**Your objective**
How many of the lines below contain the word "blazer"? Give only the count.

Lines listed in a dataset
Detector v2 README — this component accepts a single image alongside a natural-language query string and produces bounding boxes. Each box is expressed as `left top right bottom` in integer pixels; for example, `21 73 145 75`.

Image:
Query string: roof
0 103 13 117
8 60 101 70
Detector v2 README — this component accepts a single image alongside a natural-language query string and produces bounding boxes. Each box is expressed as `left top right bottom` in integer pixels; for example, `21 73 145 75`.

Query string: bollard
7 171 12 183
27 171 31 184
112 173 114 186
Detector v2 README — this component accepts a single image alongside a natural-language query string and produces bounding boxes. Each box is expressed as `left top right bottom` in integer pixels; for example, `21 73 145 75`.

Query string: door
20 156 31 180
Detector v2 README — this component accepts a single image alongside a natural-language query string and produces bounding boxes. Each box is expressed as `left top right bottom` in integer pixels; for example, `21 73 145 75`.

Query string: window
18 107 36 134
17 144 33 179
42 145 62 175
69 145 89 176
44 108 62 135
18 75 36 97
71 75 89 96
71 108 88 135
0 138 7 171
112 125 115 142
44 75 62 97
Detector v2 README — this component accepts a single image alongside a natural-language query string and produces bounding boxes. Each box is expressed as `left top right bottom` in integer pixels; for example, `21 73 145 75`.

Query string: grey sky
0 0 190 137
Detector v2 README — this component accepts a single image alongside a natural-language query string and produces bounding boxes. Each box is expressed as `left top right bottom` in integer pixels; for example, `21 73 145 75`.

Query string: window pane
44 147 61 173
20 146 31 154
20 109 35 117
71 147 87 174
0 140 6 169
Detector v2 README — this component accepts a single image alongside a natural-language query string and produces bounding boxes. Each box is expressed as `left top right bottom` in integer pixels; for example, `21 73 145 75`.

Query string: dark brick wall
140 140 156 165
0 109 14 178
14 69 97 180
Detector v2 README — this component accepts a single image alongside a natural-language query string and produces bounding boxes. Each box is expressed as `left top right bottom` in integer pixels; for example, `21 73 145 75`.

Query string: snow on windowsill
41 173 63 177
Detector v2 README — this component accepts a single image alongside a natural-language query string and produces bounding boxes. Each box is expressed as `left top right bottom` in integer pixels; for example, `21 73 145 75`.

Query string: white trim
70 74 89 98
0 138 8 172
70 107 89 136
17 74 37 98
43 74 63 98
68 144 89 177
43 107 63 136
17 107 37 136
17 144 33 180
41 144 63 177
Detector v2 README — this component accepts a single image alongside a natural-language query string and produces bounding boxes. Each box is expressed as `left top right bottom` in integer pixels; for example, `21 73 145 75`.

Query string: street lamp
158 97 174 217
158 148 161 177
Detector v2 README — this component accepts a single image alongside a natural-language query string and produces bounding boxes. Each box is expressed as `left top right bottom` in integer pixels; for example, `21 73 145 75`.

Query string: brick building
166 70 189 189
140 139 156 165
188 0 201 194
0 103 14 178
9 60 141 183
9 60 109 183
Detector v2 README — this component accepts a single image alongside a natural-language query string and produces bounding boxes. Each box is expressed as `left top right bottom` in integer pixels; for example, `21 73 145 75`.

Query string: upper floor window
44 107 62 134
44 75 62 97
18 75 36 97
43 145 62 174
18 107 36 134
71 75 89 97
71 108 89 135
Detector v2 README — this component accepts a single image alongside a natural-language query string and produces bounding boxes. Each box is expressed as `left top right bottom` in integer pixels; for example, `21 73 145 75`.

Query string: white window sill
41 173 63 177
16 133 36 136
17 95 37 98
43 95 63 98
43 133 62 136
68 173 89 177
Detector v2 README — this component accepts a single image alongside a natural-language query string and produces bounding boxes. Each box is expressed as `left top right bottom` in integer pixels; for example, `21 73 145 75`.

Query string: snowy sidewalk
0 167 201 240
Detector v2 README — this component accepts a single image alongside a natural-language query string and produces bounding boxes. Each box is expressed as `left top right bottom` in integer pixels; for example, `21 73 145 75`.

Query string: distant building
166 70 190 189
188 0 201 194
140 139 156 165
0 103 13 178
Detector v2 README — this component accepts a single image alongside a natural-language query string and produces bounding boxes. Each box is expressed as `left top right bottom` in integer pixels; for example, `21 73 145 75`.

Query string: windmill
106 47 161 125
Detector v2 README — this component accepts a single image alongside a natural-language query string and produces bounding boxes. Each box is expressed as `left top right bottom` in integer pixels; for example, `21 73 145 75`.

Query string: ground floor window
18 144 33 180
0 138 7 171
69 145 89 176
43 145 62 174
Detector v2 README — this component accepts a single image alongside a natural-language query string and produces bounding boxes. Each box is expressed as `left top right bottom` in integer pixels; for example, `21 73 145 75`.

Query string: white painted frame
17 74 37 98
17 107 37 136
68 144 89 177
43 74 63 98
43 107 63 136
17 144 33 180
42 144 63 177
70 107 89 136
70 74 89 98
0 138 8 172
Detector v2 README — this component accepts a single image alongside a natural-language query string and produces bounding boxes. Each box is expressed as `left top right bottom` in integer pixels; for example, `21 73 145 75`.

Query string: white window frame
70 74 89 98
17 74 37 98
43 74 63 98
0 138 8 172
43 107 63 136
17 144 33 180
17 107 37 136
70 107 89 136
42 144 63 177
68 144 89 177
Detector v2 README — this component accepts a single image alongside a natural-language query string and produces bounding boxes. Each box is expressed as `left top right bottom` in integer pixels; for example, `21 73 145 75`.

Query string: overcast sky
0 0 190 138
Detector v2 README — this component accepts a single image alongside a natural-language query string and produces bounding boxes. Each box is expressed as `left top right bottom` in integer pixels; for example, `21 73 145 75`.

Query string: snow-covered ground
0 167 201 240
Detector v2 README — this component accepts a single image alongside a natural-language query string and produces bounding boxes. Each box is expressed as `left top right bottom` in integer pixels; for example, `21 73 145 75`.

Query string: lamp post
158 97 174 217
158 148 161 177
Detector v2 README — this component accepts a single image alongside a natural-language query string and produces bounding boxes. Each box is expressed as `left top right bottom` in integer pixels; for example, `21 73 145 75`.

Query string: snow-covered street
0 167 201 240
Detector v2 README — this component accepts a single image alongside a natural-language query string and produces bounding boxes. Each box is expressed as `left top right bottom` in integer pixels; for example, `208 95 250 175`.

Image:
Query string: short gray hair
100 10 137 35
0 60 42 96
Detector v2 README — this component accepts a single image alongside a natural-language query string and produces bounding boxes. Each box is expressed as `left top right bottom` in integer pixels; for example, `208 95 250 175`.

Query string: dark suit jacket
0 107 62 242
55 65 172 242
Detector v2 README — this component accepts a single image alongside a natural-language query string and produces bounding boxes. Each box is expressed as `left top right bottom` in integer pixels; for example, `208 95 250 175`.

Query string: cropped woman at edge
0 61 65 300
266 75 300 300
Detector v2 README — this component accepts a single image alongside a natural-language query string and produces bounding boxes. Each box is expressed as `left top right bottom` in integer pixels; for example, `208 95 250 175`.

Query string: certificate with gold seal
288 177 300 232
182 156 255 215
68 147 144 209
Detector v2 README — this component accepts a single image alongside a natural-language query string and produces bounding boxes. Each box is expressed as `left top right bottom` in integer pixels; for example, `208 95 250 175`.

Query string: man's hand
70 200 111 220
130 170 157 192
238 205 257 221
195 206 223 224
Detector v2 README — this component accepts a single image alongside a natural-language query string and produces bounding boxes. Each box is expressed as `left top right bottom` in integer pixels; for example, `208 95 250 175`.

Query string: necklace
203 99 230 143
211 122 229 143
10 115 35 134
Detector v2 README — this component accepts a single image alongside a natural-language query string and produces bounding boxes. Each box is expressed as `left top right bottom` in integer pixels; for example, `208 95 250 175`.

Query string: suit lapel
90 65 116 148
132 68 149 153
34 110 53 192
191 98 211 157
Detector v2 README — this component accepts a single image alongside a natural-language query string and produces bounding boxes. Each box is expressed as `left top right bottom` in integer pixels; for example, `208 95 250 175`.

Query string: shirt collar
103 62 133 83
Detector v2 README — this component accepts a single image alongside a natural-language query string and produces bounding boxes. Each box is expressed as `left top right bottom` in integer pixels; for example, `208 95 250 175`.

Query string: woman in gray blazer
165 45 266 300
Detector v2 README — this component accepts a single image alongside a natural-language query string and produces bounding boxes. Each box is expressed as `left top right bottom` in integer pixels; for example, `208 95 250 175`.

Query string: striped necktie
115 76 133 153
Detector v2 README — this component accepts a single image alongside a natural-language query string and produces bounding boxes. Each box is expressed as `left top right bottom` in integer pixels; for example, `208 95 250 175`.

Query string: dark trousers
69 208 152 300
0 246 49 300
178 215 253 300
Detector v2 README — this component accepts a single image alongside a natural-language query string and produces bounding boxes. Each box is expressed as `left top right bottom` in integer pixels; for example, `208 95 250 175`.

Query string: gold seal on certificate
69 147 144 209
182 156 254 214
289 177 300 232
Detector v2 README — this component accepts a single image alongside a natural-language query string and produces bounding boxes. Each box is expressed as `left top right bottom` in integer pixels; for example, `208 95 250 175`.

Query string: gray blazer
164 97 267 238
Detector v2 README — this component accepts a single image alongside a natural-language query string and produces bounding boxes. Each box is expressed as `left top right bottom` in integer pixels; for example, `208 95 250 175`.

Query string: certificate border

**Solution to the exercise**
2